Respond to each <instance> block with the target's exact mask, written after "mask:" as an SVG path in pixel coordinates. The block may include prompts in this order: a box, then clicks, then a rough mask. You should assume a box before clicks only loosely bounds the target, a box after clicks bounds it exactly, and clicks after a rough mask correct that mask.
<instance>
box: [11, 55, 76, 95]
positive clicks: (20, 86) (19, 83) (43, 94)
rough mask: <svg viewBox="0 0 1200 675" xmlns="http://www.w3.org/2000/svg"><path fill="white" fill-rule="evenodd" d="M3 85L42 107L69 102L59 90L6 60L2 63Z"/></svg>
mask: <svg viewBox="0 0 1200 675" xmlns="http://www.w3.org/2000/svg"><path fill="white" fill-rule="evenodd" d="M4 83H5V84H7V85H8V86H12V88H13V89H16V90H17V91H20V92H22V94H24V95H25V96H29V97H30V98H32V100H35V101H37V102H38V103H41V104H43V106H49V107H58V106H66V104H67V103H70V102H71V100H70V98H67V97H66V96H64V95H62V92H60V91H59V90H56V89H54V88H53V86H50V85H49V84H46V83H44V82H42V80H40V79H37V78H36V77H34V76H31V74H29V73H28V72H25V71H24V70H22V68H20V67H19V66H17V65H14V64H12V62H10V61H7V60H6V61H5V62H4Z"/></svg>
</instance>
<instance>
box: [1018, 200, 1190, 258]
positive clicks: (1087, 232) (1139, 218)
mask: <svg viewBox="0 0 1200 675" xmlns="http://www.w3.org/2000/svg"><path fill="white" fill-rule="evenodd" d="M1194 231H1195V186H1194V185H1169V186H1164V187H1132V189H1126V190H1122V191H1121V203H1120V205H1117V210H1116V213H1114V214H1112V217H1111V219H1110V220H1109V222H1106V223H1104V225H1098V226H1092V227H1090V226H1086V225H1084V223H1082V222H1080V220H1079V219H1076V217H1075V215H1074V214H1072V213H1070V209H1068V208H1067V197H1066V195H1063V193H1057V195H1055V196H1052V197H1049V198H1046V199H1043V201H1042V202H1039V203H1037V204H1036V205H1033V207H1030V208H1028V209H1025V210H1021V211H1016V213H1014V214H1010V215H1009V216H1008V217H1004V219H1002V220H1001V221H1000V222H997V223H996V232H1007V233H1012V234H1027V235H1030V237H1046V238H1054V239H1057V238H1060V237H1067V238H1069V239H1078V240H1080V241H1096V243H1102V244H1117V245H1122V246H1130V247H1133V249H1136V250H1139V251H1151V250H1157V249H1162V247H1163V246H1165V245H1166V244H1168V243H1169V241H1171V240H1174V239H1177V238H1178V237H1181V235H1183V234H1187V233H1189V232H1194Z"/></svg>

指示: 上に並んだ行のうち、先頭の行から始まり「rough mask: <svg」を含む行で終わる部分を、両端の行も含めて一字も変えずに書き写せ。

解答欄:
Respond to each <instance> block with the target's exact mask, written after "mask:" as an SVG path in pixel coordinates. The block may include prompts in this order: a box, then clicks, then a rough mask. You should assume a box before clicks only loosely bounds the target, a box after clicks bounds it exactly, and clicks after a rough mask correct that mask.
<instance>
box: [11, 55, 76, 95]
positive clicks: (20, 86) (19, 83) (43, 94)
rough mask: <svg viewBox="0 0 1200 675" xmlns="http://www.w3.org/2000/svg"><path fill="white" fill-rule="evenodd" d="M3 85L42 107L69 102L59 90L6 60L2 63Z"/></svg>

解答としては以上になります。